---------- Records supplied ----------

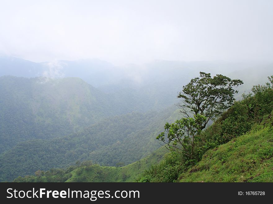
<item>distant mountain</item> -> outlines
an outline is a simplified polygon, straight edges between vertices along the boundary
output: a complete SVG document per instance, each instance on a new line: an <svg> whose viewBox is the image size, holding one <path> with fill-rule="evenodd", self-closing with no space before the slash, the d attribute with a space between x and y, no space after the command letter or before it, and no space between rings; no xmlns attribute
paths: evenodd
<svg viewBox="0 0 273 204"><path fill-rule="evenodd" d="M152 88L124 86L105 93L74 78L3 76L0 87L0 153L19 142L67 135L110 116L159 110L176 99Z"/></svg>
<svg viewBox="0 0 273 204"><path fill-rule="evenodd" d="M33 174L38 169L66 167L78 160L112 166L132 163L158 148L155 138L164 123L180 116L173 107L161 112L133 113L103 120L67 136L22 142L0 155L0 181Z"/></svg>
<svg viewBox="0 0 273 204"><path fill-rule="evenodd" d="M0 87L0 152L22 141L70 134L120 111L79 78L2 76Z"/></svg>
<svg viewBox="0 0 273 204"><path fill-rule="evenodd" d="M151 154L122 167L100 166L85 161L66 169L38 170L35 175L18 177L14 182L135 182L151 165L158 164L168 152L162 147Z"/></svg>

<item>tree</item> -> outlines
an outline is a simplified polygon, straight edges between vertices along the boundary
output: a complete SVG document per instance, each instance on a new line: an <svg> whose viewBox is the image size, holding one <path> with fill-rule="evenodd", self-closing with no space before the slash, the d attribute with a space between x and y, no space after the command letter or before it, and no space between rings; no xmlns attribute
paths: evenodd
<svg viewBox="0 0 273 204"><path fill-rule="evenodd" d="M200 72L200 74L199 77L193 79L183 86L177 96L182 101L177 105L180 113L188 118L198 114L204 115L206 119L199 124L202 130L210 120L221 115L232 105L235 100L233 95L238 93L233 88L244 83L221 75L212 78L209 73Z"/></svg>
<svg viewBox="0 0 273 204"><path fill-rule="evenodd" d="M165 147L168 149L183 153L190 162L192 163L198 153L196 139L201 131L200 124L206 119L204 116L198 114L193 118L177 120L170 125L167 123L164 131L159 134L156 139L167 145ZM166 140L165 132L167 133Z"/></svg>

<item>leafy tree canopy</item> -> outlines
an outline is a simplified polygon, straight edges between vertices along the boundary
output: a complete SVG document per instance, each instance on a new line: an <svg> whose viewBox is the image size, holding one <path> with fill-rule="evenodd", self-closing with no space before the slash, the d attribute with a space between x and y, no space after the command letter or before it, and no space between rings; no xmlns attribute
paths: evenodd
<svg viewBox="0 0 273 204"><path fill-rule="evenodd" d="M238 92L233 88L243 82L222 75L212 78L209 73L200 74L199 77L193 79L183 86L177 96L182 100L177 105L180 112L187 117L198 114L204 115L206 119L199 124L202 130L210 120L220 116L231 106L235 100L233 95Z"/></svg>

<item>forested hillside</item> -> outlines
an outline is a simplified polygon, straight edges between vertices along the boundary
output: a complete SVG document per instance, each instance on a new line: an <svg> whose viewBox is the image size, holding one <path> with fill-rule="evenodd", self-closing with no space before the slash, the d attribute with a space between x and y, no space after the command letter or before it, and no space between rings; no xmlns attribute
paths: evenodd
<svg viewBox="0 0 273 204"><path fill-rule="evenodd" d="M14 182L134 182L151 165L160 162L167 152L161 147L145 158L121 167L120 164L115 167L101 166L84 161L65 169L38 170L35 175L19 176Z"/></svg>
<svg viewBox="0 0 273 204"><path fill-rule="evenodd" d="M159 147L155 137L165 122L177 118L175 110L128 114L67 136L20 143L0 155L1 180L32 174L38 169L65 167L84 160L110 166L132 163Z"/></svg>
<svg viewBox="0 0 273 204"><path fill-rule="evenodd" d="M194 162L172 151L141 182L272 182L273 76L202 131Z"/></svg>
<svg viewBox="0 0 273 204"><path fill-rule="evenodd" d="M0 152L22 141L71 134L110 116L107 96L79 79L0 77Z"/></svg>

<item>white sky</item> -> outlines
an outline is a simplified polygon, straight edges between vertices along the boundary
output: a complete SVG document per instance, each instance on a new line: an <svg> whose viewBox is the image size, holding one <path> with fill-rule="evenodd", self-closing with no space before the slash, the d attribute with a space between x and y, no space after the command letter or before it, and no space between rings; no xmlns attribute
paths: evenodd
<svg viewBox="0 0 273 204"><path fill-rule="evenodd" d="M0 54L116 65L272 61L272 11L271 0L0 0Z"/></svg>

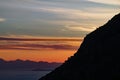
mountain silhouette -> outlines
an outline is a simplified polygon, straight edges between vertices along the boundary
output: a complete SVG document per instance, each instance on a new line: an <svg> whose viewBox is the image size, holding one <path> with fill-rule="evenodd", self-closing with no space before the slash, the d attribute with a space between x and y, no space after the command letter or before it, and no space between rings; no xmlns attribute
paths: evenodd
<svg viewBox="0 0 120 80"><path fill-rule="evenodd" d="M120 14L86 35L80 48L39 80L120 80Z"/></svg>

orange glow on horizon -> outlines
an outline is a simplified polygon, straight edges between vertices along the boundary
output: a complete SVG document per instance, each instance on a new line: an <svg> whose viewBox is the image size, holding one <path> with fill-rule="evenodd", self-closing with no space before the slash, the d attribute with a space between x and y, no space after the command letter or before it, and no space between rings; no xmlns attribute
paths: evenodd
<svg viewBox="0 0 120 80"><path fill-rule="evenodd" d="M27 51L27 50L0 50L0 58L9 60L32 60L47 62L64 62L75 51L50 50L50 51Z"/></svg>

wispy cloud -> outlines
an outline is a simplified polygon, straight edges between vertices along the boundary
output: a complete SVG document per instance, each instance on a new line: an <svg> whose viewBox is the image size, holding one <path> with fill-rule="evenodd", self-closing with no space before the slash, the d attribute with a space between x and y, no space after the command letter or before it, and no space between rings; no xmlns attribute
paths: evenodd
<svg viewBox="0 0 120 80"><path fill-rule="evenodd" d="M0 18L0 22L5 22L6 19L5 18Z"/></svg>
<svg viewBox="0 0 120 80"><path fill-rule="evenodd" d="M35 39L35 38L4 38L0 37L0 49L5 50L77 50L78 45L70 42L81 42L82 39ZM69 42L69 44L67 43Z"/></svg>
<svg viewBox="0 0 120 80"><path fill-rule="evenodd" d="M5 50L77 50L78 46L72 45L42 45L42 44L22 44L22 45L0 45L0 49Z"/></svg>
<svg viewBox="0 0 120 80"><path fill-rule="evenodd" d="M120 5L120 0L88 0L97 3L111 4L111 5Z"/></svg>
<svg viewBox="0 0 120 80"><path fill-rule="evenodd" d="M57 39L57 38L6 38L6 37L0 37L0 41L82 41L82 39L70 39L70 38L61 38L61 39Z"/></svg>
<svg viewBox="0 0 120 80"><path fill-rule="evenodd" d="M81 25L65 26L65 28L72 31L87 31L87 32L91 32L96 29L96 27L82 27Z"/></svg>

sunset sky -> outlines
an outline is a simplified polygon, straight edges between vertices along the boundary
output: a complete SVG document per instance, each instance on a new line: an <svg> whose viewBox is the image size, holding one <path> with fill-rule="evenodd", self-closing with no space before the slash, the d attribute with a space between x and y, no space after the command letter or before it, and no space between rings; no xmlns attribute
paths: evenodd
<svg viewBox="0 0 120 80"><path fill-rule="evenodd" d="M64 62L120 0L0 0L0 58Z"/></svg>

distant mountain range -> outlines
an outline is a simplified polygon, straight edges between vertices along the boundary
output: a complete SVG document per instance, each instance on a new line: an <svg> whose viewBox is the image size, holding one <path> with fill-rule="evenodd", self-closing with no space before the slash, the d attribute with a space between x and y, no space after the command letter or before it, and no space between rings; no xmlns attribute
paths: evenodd
<svg viewBox="0 0 120 80"><path fill-rule="evenodd" d="M34 62L30 60L15 60L15 61L5 61L0 59L0 70L29 70L29 71L39 71L39 70L53 70L60 66L61 63L48 63L48 62Z"/></svg>
<svg viewBox="0 0 120 80"><path fill-rule="evenodd" d="M89 33L74 56L39 80L120 80L120 14Z"/></svg>

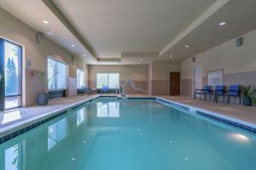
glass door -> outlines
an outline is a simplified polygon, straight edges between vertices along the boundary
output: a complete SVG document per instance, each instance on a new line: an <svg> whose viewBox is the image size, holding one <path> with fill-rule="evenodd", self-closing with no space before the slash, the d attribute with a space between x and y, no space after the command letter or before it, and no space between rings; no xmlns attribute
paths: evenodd
<svg viewBox="0 0 256 170"><path fill-rule="evenodd" d="M0 110L21 106L21 46L0 39Z"/></svg>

----------

Everything from the line containing "glass door -> outlines" through the last line of the records must be given again exactly; leave out all other lines.

**Exercise response**
glass door -> outlines
an outline is a simplified polygon, straight edges between vertices along the boundary
output: a complete SVG document per instance, each instance on a new line: an <svg> whose viewBox is the image size, holding one <path> with fill-rule="evenodd", self-closing with no space before the slash, the d attribute with a space between x and y, no space after the command letter or before it, and no space between rings; no xmlns attribute
paths: evenodd
<svg viewBox="0 0 256 170"><path fill-rule="evenodd" d="M0 110L21 106L21 46L0 39Z"/></svg>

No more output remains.